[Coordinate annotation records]
+===+

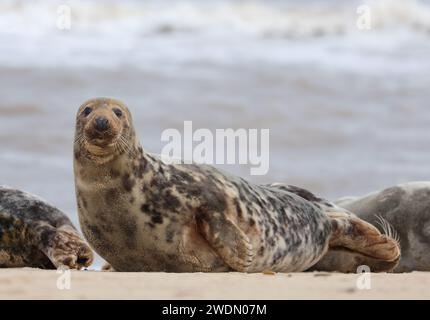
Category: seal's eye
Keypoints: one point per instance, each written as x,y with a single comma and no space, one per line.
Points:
87,111
118,112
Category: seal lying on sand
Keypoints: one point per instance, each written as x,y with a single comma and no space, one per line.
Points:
35,234
340,258
141,214
406,207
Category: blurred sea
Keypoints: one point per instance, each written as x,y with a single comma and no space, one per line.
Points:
348,110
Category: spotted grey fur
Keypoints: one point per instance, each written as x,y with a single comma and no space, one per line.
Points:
406,207
142,214
33,233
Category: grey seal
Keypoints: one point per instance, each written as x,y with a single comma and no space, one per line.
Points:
406,208
142,214
33,233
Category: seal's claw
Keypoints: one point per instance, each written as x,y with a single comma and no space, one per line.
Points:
66,249
231,243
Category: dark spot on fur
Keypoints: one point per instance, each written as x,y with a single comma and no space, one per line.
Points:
128,183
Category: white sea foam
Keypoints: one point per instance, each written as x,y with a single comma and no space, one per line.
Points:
161,33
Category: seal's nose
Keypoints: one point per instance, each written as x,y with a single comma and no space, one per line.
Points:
101,124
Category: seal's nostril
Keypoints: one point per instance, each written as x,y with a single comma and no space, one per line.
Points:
102,124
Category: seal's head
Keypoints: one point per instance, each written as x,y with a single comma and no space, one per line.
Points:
103,129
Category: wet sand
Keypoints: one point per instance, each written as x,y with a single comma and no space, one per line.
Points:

+===+

Short problem:
Rewrite the listing from the line containing "Category: wet sand" through its end, changing "wet sand" to "damp sand" and keeping everything else the same.

Answer to this task:
Category: damp sand
Keypoints: one point per instance, each written as x,y with a single comma and no space, one per line.
Points:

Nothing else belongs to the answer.